■ The exercise
Reproduce, word for word, the stretch from the start of the items below through the line containing "x=350, y=167", both ends included.

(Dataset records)
□ □ □ □ □ □ □

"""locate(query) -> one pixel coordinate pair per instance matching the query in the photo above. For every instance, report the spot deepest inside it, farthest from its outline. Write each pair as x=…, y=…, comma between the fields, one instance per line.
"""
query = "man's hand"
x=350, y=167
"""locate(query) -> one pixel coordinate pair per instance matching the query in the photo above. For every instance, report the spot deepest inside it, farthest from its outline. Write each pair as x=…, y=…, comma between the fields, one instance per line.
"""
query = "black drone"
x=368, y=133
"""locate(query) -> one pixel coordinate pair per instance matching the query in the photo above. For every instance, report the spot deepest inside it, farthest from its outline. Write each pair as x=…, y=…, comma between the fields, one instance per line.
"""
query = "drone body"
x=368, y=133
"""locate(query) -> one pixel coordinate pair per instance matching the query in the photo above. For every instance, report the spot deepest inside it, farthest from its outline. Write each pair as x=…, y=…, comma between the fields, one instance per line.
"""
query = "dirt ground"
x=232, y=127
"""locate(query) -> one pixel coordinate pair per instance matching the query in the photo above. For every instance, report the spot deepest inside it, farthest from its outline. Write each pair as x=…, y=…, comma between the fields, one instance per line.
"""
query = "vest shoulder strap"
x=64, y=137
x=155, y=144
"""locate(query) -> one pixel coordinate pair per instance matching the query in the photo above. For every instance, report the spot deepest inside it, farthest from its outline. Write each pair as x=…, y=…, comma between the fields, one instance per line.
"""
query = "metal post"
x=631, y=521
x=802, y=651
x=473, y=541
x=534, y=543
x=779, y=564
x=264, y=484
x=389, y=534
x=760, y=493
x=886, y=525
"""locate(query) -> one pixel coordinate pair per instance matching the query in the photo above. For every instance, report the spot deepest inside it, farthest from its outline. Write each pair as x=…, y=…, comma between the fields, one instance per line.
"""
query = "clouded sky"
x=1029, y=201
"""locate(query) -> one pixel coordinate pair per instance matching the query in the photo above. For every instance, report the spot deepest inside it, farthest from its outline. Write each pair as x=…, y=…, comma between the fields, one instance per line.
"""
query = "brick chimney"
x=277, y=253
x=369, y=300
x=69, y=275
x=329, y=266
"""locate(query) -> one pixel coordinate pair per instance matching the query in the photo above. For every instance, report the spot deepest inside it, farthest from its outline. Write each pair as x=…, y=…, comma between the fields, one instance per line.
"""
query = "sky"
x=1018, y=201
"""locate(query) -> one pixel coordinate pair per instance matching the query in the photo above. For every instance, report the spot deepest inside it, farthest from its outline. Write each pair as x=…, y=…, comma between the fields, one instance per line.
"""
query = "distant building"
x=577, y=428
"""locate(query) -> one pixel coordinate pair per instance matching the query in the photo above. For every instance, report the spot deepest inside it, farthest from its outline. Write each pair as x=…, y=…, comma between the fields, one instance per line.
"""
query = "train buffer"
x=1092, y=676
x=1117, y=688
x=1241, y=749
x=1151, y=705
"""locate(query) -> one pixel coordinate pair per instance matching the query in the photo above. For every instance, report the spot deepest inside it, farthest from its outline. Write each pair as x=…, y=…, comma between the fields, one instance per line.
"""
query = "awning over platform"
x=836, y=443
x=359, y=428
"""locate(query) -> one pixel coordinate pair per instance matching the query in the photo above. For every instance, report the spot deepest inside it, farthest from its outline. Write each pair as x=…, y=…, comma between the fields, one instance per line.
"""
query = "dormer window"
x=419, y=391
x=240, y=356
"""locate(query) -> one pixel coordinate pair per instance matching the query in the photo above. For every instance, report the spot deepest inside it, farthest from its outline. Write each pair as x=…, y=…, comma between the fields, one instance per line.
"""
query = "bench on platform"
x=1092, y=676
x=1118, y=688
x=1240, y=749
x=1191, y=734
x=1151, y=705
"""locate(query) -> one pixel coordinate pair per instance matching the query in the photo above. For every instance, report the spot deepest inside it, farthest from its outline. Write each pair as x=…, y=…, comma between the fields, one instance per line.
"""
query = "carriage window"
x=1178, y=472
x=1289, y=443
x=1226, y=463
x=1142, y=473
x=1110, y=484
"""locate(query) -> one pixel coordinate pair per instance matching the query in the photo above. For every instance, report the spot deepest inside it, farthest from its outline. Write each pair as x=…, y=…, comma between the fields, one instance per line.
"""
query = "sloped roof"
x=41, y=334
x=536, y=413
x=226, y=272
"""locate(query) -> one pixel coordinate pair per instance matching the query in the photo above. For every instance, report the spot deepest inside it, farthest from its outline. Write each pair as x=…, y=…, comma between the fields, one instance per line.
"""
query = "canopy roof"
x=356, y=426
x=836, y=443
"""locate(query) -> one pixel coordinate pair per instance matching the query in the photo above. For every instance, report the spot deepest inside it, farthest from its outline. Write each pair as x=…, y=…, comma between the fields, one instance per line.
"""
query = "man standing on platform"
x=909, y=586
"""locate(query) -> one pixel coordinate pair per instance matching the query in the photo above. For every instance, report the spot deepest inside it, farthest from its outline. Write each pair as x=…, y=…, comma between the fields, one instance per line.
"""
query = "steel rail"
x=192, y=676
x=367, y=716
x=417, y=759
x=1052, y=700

□ □ □ □ □ □ □

■ The response
"""locate(query) -> one pixel coordinate pair per instance matching the query in the photo above. For every instance, report the spot deepest inside it, farthest from its outline. Write each pair as x=…, y=…, comma between the fields, one instance per line.
"""
query = "man's hand"
x=350, y=167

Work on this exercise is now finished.